* _WORK REQUEST_
How would you translate this sentence from the agentic memory text into Spanish: "Short-term and long-term memory share one learned policy rather than separate controllers."?

Memory

Agentic Memory

Expose memory management as first-class tool actions (ADD, UPDATE, DELETE, RETRIEVE, SUMMARY, FILTER) the LLM chooses at every step, trained end-to-end so short-term and long-term memory live under one learned policy.

Problem

When memory management lives in auxiliary controllers (summarisers, evictors, retrievers) tuned by hand, the agent's policy and its memory policy are optimised separately and cannot co-adapt. The agent cannot decide 'I should remember this exchange in detail because it will matter in three turns' or 'this fact is now stale, delete it' — those decisions belong to heuristics it cannot see. End-to-end optimisation across the agent loop and the memory loop is impossible because the memory loop is not differentiable, not callable, and not part of the agent's action space.

Solution

Define six memory operations as first-class tools available to the agent at every step: ADD (write a new memory item with metadata), UPDATE (modify an existing item), DELETE (remove obsolete items), RETRIEVE (semantic search over long-term memory, results injected into context), SUMMARY (compress a dialogue span), FILTER (narrow short-term memory by criteria). Train the agent end-to-end via reinforcement learning with a step-wise objective that credits memory operations against eventual task reward — published work uses a step-wise GRPO variant to handle the sparse and discontinuous reward signal from memory actions. Short-term and long-term memory share one learned policy rather than separate controllers.

When to use

  • The agent runs over long horizons (days, weeks) and hand-tuned memory heuristics have plateaued.
  • Task reward is well-defined and an RL training loop is available.
  • Memory decisions are task-dependent in ways generic policies miss.
  • The team can afford end-to-end training and the larger action-space exploration.

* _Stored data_
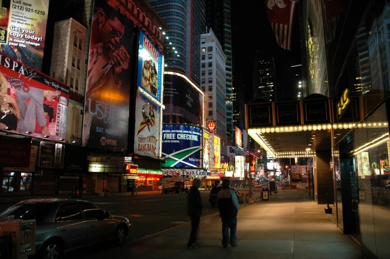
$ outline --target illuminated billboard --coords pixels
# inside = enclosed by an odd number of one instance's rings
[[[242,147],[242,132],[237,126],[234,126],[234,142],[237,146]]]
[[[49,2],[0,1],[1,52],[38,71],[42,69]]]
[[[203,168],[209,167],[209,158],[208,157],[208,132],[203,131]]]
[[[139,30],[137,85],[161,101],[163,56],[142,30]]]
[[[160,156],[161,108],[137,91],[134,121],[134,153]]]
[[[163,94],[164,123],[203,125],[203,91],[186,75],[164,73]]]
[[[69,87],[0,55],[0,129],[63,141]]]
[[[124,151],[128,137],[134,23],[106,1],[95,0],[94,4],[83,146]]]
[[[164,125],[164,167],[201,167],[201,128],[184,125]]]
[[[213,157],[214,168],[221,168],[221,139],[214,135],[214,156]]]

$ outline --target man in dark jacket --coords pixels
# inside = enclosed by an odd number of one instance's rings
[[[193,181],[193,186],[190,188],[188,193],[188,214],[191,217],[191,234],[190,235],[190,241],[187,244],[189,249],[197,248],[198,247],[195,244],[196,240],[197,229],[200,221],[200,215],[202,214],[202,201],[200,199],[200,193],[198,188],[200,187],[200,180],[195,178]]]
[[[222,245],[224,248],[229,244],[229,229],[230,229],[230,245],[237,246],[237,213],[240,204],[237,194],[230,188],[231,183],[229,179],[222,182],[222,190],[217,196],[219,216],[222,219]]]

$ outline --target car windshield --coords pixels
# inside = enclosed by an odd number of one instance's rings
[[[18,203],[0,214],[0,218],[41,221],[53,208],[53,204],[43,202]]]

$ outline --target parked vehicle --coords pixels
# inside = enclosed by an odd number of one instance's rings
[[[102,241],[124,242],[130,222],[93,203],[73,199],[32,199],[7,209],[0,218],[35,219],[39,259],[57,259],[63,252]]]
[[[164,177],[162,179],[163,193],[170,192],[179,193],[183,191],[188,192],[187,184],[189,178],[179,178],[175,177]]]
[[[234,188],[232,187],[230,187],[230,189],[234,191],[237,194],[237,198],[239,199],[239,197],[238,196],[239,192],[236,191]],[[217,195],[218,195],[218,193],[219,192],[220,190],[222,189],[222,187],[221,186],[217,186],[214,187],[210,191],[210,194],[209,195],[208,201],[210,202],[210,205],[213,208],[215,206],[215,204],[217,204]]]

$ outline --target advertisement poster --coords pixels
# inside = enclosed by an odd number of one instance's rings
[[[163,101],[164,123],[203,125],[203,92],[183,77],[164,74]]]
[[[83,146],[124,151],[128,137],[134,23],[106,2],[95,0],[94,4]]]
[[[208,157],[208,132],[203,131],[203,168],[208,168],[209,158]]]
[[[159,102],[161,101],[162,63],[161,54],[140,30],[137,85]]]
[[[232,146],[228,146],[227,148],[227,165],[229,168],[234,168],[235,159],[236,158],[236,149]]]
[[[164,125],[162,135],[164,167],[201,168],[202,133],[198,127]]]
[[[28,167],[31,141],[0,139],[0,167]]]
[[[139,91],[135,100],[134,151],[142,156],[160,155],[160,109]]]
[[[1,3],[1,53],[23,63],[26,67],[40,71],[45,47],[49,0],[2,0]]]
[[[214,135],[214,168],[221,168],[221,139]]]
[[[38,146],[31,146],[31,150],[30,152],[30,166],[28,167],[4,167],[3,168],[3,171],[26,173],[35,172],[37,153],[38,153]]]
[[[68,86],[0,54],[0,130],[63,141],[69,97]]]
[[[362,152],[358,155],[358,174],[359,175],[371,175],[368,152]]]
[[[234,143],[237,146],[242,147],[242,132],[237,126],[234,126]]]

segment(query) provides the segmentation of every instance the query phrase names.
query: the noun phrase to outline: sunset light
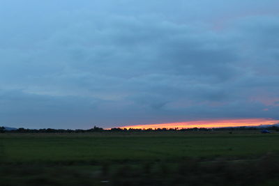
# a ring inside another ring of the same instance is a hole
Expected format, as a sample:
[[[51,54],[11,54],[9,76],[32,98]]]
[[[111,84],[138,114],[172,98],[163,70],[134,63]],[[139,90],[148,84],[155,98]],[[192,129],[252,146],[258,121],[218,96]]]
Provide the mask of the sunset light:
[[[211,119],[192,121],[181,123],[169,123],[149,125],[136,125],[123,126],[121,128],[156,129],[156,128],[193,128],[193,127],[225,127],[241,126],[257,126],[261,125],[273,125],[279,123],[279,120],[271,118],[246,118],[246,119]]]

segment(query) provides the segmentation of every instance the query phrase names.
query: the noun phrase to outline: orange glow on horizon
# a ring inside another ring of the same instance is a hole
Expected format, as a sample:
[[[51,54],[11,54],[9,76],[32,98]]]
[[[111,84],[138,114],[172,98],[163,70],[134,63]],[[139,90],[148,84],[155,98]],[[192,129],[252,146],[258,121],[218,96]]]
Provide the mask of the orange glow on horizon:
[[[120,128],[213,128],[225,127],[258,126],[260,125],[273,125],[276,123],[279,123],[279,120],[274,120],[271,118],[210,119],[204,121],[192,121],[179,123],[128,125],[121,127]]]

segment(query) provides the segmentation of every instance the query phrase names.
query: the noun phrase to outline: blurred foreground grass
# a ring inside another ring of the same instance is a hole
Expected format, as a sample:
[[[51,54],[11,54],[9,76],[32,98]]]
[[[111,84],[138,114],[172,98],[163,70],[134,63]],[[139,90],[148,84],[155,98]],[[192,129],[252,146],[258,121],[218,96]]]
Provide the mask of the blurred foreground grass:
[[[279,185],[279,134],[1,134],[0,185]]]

* _TASK ANSWER_
La memoria a corto plazo y la memoria a largo plazo comparten una única política aprendida en lugar de controladores separados.